◆ What to produce
Print only the line with "Objective — one marker per instance of the man in" and the lines after it, ending with the last line of the material, each exactly as it stands.

◆ Given data
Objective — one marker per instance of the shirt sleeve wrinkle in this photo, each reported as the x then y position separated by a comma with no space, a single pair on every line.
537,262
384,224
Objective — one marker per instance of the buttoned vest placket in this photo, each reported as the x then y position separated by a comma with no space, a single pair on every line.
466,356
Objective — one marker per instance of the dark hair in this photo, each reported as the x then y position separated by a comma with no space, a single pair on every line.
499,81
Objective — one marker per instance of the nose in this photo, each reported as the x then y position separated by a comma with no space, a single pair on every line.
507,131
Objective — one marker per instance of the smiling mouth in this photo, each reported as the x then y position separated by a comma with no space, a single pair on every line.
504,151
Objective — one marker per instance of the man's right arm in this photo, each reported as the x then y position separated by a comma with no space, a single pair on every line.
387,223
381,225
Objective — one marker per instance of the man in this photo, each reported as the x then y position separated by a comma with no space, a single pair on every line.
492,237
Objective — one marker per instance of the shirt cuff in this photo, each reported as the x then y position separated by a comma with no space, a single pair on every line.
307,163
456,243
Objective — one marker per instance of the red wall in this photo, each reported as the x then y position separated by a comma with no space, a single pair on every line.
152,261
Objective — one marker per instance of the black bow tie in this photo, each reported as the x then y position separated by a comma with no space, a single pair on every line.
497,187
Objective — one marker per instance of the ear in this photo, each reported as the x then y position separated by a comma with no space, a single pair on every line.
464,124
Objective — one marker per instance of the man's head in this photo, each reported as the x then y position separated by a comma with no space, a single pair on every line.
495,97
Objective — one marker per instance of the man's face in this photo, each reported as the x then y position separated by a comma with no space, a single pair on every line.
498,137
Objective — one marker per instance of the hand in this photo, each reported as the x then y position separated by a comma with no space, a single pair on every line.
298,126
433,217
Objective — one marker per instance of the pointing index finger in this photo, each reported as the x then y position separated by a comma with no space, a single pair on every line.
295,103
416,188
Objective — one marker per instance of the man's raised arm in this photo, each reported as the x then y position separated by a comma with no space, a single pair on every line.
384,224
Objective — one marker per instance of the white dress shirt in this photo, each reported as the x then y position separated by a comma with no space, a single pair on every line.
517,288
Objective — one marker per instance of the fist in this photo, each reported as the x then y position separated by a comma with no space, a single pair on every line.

◆ Exercise result
Objective — one marker per instance of the man in this photo, each reported as the x then y position separated by a comma with no space, a single pair on every line.
492,237
Objective — one marker per instance of the shirt cuff in this photo, each reported as the x then y position separated by a comma with no space, a single pair on every line.
307,163
456,243
Objective — one marker per instance of the red wall in this photo, each reported as the x then y position separated by a comma with no space, a single pair on every line.
152,261
Objective — one marker per instance of the black bow tie in this photo, each reported as the x then y position separated by a comma with no space, a single pair on every line.
497,187
Objective — one marker per instance of the ear in this photo, each reported as the x then y position separated by a comma with no space, a single pair on every line.
464,124
Objective — one marker per instance of the man's head in this photo, each reported as the x then y position separated by a comma with no space, a single pair on every line.
495,97
Objective — one marker per instance of the man's face in this photo, each reported as the x then y position separated by a comma with no space, a single pair on every line.
498,137
Objective — one marker per instance of the hand in this photo, each reported as the x then y position separated by a comma with no space, a single pair on every line.
298,126
433,217
Objective — one marker per instance of the pointing index finger in this photo, each reported as the x then y position separated by a comma with no space, a single pair on every line.
295,103
416,188
Objective — one marker per instance of the man's raised arm in this photo, each reported as the x then y position separated by a comma with no space, a single pair on every line.
384,224
Objective — one marker per instance of the white dress shirt in this photo, each reported as the x then y position separated by a comma with no space, a single pair on every line.
517,288
Objective — one marker per instance of the fist in this photo, each reported as the x then y position separated by a comma with no space, a single pair on every line.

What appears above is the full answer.